* [Excerpted text]

Sure Griff just like SA has 40% renewable. At times 40% of nothing is nothing (as Europe has rediscovered this winter), and at the best of times what you really get is 30% of the whatever fatuous claim is made.

mobihci
Reply to  Neillusion
February 11, 2017 11:51 pm

the portion that is sustainable without government funding is insignificant. the point that was made is correct, the renewable energy form itself is not important, what is is the funding. make renewables fend for themselves in an open market, and they will be gone. if government is to fund a stable grid, then renewables are not in the tax payers best interest.

MarkW
Reply to  Neillusion
February 13, 2017 9:43 am

The problem is that the renewables are being forced on us. They are making electricity much more expensive and much less reliable.
If you don’t have problem with that, then I have a problem with you.

MarkW
Reply to  Neillusion
February 13, 2017 9:44 am

Griffie math. Germany reaches 40% for a few minutes once a year, therefore:
Germany gets 40% of it’s power from renewables.

MarkW
Reply to  Griff
February 13, 2017 9:38 am

I see that Griffie still believes that heavy government subsidies are all that are required to make something economically viable.

D. J. Hawkins
Reply to  Griff
February 15, 2017 10:43 am

Griff, Google, for one, isn’t relying on renewables. Their own engineers admitted you can’t power civilization on renewables alone.

* [Extracted records]

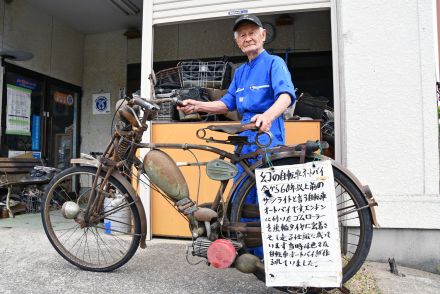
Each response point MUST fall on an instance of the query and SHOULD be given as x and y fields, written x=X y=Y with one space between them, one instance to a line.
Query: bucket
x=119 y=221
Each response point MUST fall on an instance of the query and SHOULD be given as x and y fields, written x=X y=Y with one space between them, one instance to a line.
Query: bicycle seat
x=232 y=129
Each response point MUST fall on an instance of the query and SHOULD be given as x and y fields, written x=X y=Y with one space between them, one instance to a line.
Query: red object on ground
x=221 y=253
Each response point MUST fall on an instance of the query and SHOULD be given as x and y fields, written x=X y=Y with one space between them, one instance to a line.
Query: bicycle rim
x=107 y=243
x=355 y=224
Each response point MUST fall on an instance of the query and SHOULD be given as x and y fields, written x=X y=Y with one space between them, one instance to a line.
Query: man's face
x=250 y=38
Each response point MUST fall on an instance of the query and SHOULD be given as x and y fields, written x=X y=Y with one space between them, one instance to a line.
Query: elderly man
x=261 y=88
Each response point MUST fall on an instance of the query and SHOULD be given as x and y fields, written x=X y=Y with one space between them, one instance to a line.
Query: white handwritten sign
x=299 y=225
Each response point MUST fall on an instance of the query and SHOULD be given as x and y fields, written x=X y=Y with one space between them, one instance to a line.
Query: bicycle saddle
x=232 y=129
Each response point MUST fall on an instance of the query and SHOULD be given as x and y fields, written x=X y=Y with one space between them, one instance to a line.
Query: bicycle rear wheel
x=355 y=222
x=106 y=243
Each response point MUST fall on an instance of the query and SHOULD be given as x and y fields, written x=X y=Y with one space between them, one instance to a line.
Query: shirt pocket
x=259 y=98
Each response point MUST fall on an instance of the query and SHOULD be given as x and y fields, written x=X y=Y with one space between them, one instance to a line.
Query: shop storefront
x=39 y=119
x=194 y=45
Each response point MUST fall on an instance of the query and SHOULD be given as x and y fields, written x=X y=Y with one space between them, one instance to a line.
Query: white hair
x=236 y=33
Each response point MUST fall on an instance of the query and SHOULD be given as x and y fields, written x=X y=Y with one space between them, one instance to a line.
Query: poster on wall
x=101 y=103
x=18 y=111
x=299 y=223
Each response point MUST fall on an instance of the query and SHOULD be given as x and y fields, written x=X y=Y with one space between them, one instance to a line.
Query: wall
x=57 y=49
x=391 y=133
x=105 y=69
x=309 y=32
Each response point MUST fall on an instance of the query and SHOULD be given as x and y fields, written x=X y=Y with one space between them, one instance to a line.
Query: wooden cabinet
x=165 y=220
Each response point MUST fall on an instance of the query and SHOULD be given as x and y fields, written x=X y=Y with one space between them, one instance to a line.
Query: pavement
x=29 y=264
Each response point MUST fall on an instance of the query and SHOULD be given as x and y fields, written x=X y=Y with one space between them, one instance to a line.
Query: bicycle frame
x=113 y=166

--

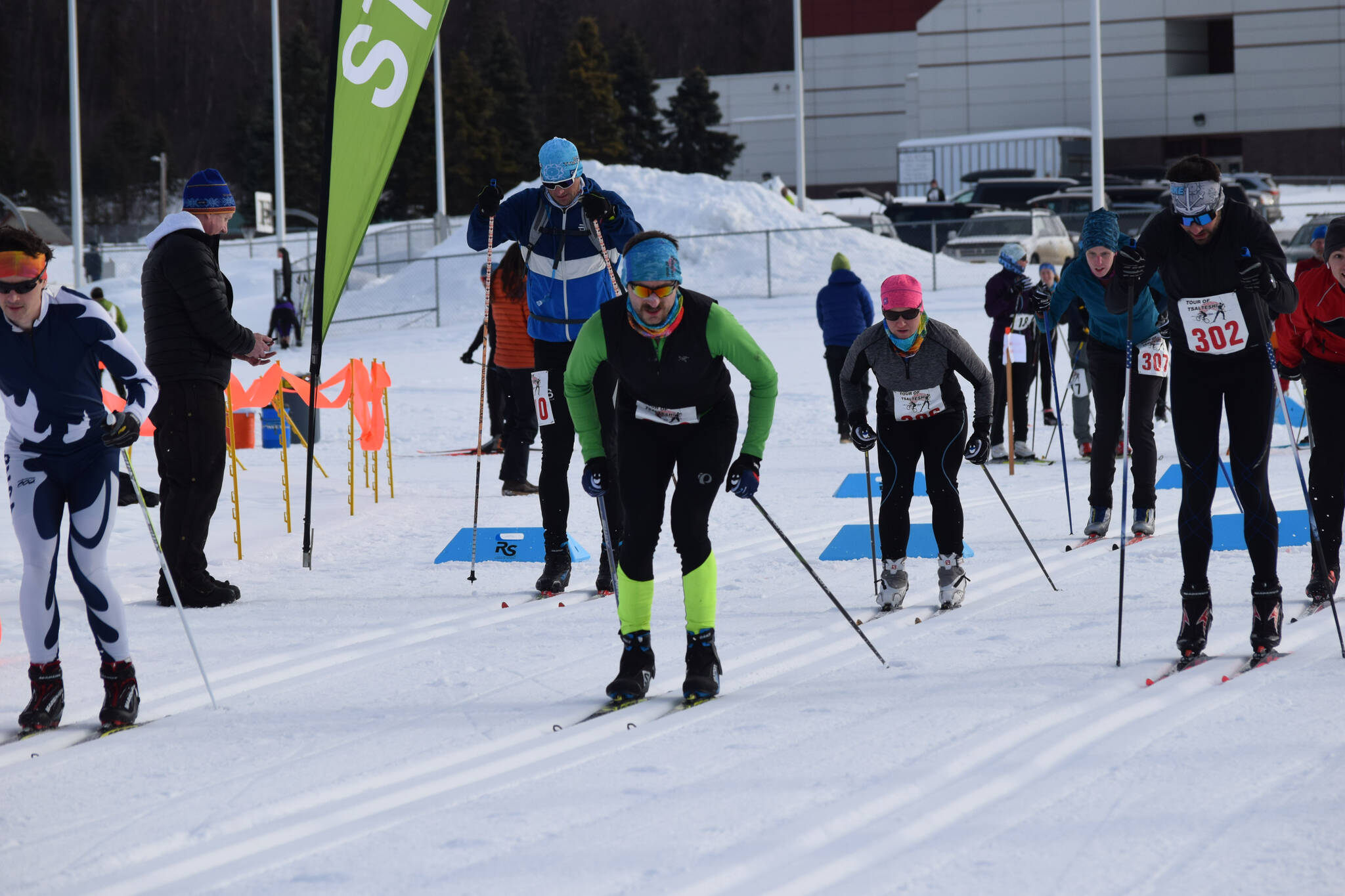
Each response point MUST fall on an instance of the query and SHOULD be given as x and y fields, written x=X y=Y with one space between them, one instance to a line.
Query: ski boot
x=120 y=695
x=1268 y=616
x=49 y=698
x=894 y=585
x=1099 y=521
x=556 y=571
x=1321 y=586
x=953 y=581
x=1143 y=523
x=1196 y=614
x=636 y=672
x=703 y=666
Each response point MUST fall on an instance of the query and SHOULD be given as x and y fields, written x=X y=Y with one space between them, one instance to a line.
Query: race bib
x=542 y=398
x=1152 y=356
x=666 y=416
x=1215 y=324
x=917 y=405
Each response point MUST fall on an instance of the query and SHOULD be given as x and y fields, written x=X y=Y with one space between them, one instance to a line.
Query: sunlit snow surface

* [Set of tasks]
- A) Rewrite the paragraph in the renewable energy comment thread that begins "the portion that is sustainable without government funding" as a short bulleted list that keeps its main points.
- B) Continue the renewable energy comment thread from where it stops.
None of the entries are needed.

* [Answers to the problems]
- A)
- Only an insignificant share of renewable energy can sustain itself without government funding.
- The form of renewable energy is not what matters; the funding is.
- Left to compete on an open market, renewables would disappear.
- If the government is going to fund a stable grid, renewables are not in taxpayers' best interest.

- B)
https://www.theregister.co.uk/2014/11/21/renewable_energy_simply_wont_work_google_renewables_engineers/

arthur4563
February 11, 2017 2:13 am

Billed prices seldom reflect true costs when significant govt subsidies are involved (as for renewables). The taxpayer generally is paying for only a fraction of the cost in their electric bills – the rest they paid in their taxes to the govt providing the renewable build subsidies. Until you examine exactly where the money comes from , you cannot accept electric prices as being comparable across various countries. Green orgs typically “forget” to provide true cost figures.
If any country was situated to reap wind energy , Denmark is the place. It will be interesting to see what they do with their environmentally obnoxious turbines when the rest of the world transitions to molten salt nuclear power plants. Each wind turbine sits on a block of concrete that extends 30 or
so feet into ground. As I recall, when turbines are torn down, they don’t always remove that massive block of concrete. It’s a major task to do so.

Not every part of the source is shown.